Text shown:
== Segment start ==
Salmela, Rivals: LoRDEC: accurate and efficient long read error correction. Bioinformatics 30(24):3506-3514, 2014.

MIPUP

Discovering the evolution of a tumor may help identify driver mutations and provide a more comprehensive view on the history of the tumor. Recent studies have tackled this problem using multiple samples sequenced from a tumor, and due to clinical implications, this has attracted great interest. However, such samples usually mix several distinct tumor subclones, which confounds the discovery of the tumor phylogeny.

We study a natural problem formulation requiring to decompose the tumor samples into several subclones with the objective of forming a minimum perfect phylogeny. We propose an Integer Linear Programming formulation for it, and implement it into a method called MIPUP. We tested the ability of MIPUP and of four popular tools LICHeE, AncesTree, CITUP, Treeomics to reconstruct the tumor phylogeny. On simulated data, MIPUP shows up to a 34% improvement under the ancestor-descendant relations metric. On four real datasets, MIPUP’s reconstructions proved to be generally more faithful than those of LICHeE.

MIPUP is available at https://github.com/zhero9/MIPUP.
== Segment end ==
Stored data entries:
== Segment start ==
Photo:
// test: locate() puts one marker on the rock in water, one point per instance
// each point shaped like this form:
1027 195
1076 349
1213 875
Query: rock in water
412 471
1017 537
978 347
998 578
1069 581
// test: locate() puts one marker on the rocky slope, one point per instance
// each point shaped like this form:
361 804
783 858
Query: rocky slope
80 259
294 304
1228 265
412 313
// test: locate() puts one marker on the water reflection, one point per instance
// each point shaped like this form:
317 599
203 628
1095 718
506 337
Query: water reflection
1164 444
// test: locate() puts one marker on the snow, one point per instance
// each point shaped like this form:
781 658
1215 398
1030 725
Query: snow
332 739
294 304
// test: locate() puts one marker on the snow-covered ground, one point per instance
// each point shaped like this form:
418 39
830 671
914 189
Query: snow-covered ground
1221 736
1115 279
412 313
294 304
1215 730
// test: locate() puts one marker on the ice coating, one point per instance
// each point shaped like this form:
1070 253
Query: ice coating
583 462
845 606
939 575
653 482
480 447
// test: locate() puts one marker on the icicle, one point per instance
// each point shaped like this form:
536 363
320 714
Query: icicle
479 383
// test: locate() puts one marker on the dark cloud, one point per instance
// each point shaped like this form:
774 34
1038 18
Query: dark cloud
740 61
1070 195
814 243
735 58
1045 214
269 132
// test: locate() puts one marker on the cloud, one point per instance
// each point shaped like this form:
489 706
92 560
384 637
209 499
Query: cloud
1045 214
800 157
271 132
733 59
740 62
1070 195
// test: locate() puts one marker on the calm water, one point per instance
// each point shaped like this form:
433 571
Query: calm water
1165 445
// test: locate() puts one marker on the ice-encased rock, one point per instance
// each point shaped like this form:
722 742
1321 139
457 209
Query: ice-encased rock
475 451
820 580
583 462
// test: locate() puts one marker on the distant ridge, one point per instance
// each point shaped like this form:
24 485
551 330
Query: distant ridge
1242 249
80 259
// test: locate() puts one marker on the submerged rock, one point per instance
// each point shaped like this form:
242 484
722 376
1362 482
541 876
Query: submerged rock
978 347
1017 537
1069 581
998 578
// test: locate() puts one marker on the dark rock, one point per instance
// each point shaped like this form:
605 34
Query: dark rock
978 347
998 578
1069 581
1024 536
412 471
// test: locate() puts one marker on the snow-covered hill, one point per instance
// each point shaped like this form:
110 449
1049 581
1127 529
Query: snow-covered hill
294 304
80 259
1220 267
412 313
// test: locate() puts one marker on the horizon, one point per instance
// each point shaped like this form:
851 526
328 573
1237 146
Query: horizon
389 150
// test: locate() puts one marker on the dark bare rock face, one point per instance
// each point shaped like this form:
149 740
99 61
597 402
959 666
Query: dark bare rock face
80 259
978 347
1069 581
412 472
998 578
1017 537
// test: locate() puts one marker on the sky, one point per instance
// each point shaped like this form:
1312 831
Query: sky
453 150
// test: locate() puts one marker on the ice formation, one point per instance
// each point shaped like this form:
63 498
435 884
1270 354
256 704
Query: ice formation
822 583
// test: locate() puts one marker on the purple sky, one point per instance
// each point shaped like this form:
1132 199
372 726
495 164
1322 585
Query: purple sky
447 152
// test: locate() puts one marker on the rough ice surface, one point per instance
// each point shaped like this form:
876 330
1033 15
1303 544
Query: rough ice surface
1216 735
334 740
== Segment end ==
Decide whether each statement agrees with the MIPUP text, answering yes or no and quoting the deciding words: (a) MIPUP was tested against four other tools; (b) on simulated data, MIPUP showed up to a 50% improvement; (c) MIPUP implements an Integer Linear Programming formulation.

(a) Yes: "We tested the ability of MIPUP and of four popular tools LICHeE, AncesTree, CITUP, Treeomics to reconstruct the tumor phylogeny."
(b) No: "On simulated data, MIPUP shows up to a 34% improvement under the ancestor-descendant relations metric."
(c) Yes: "We propose an Integer Linear Programming formulation for it, and implement it into a method called MIPUP."